## Aim of the task
Continue the Slony failover thread below, starting from the point where it stops.

[Slony1-general] Working out who is master after failover

Tue May 3 09:22:20 PDT 2005

>> However, after a failover, there's a problem.  Both nodes think
>> they're the master node according to the criteria above, because the
>> old master hasn't received the news of his demotion.  Is there a
>> simple way of working out on the "abandoned" node that it has indeed
>> been abandoned?

> Consider some scenarios:
>
> 1.  Node #1 is in Ottawa; other nodes are in Toronto.  Failover due to
> persistent network failure.
>
> The network falls over, and we decide that the Ottawa data source must
> be abandoned.  The database host and its database is undamaged, and
> since we had no way to communicate with node #1 that it got stepped on,
> it thinks it's running fine.
>
> Note that in this case, no data was ever corrupted in any way.
>
> Note also that since the network was dead, we had no way to tell node #1
> that it is has been abandoned.
>
> Supposing there are some client machines in Ottawa, they might be able
> to talk to node #1 even after it is abandoned, as they were on the
> subnet there.  Could be trouble...

Yup, that's the scenario I'm worried about.

My application has a somewhat special view of what "corrupted" means.  We 
have a constant stream of write-once-read-many perishable data.  If I lose 
10 minutes of data, the entire database might as well be corrupted, because 
it's incomplete (which is in many ways worse than unavailable).

## Data lines
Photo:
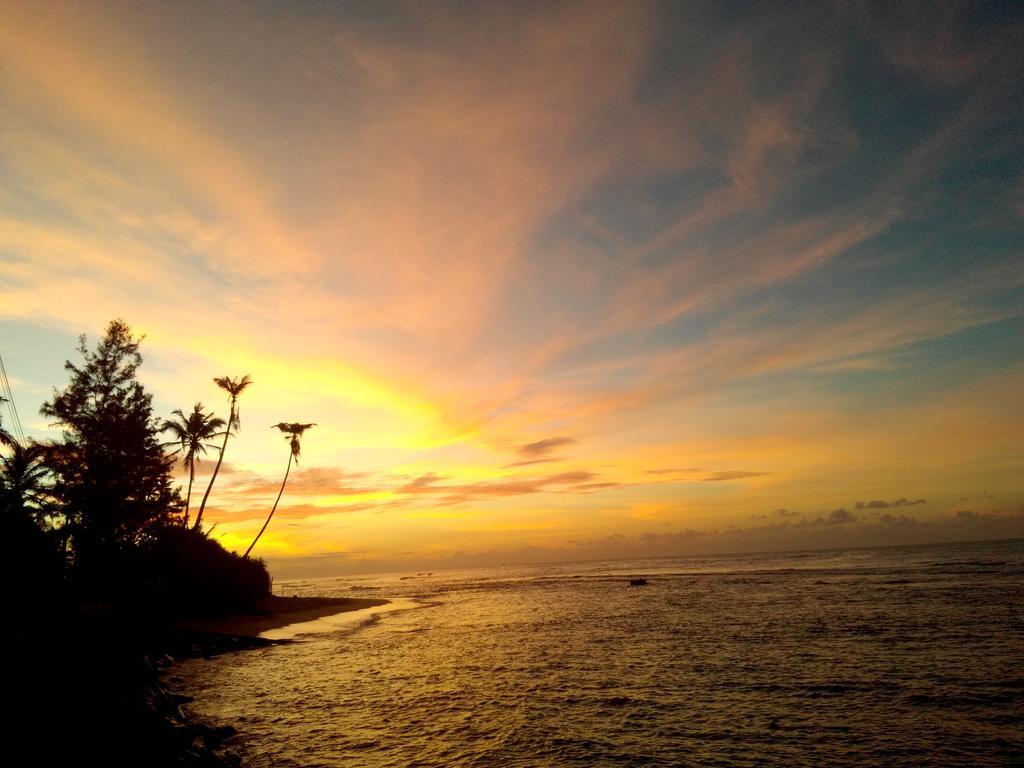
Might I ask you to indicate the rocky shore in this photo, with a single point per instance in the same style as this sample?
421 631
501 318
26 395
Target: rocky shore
87 685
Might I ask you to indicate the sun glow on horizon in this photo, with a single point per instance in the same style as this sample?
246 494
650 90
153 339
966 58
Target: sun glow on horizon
556 282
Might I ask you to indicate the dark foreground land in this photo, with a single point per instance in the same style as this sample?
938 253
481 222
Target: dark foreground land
84 683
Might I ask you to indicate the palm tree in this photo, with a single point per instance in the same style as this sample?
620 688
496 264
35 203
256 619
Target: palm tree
24 481
233 387
189 435
6 438
295 430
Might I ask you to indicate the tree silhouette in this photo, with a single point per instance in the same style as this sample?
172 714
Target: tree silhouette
25 487
233 387
111 475
190 434
295 430
6 438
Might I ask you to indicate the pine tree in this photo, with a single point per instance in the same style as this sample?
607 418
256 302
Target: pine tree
112 477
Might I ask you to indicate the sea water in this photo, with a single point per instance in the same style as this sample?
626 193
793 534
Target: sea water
871 657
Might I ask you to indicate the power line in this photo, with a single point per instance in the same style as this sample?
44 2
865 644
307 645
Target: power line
15 420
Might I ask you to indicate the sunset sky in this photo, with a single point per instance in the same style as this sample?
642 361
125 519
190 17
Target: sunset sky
556 281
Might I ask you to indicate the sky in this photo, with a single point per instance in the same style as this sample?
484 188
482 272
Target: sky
555 281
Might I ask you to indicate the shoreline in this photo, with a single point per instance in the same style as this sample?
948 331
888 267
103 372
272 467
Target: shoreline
273 612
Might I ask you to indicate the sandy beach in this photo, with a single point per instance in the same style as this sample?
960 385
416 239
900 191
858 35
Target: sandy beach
274 611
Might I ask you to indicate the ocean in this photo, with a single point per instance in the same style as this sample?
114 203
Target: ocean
898 656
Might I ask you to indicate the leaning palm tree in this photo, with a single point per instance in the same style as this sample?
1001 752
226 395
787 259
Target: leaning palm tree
295 430
190 435
233 387
6 438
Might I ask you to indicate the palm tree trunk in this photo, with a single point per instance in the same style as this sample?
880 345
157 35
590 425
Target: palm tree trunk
227 433
289 469
192 477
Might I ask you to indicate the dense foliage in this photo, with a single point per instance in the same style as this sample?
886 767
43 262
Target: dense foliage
95 514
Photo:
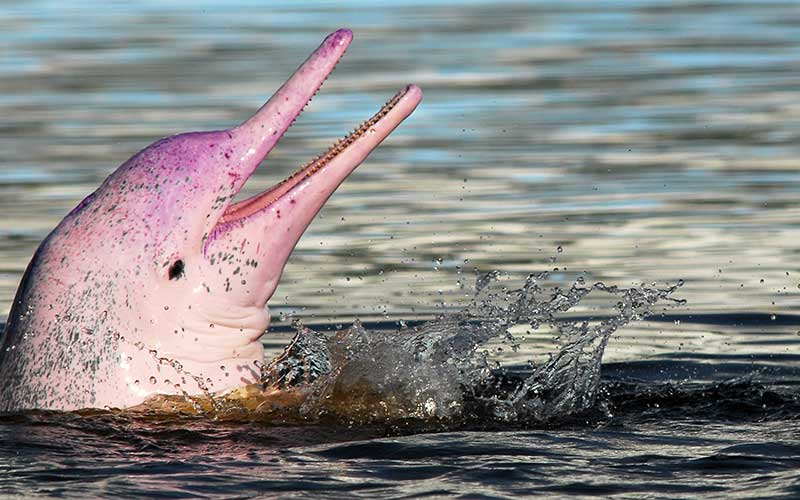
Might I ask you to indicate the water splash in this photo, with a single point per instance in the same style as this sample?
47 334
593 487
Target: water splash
438 371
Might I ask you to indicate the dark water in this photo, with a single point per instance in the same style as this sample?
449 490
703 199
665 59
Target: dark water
650 141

## Response
If I failover from node 1 to node 2 as soon as I've detected a failure of 
connectivity of node 1, node 2 can takeover as master with no data loss.  I 
want my client applications that feed the data in to *realise* that node 2 
is now master and the data can be fed to it, not node 1.  I'd prefer that 
realisation to be stateless -- i.e. they don't have to remember who is 
currently master.

The nightmare is that node 1 suddenly comes back online, and the 
applications start feeding data to node 1 instead of node 2 because node 1 
is then looks like a master node.  I then have *two* incomplete databases!

One workaround would be for the applications feeding the data to check that 
there is one and only one master by executing the query

select "_T1".getlocalnodeid('_T1') =
(select set_origin from"_T1".sl_set where set_id = 1)

on *all* the hosts every time they want to write data.    If more that one 
claims to be master, something's wrong.  But that's a little inefficient 
when the first host they try is usually the master.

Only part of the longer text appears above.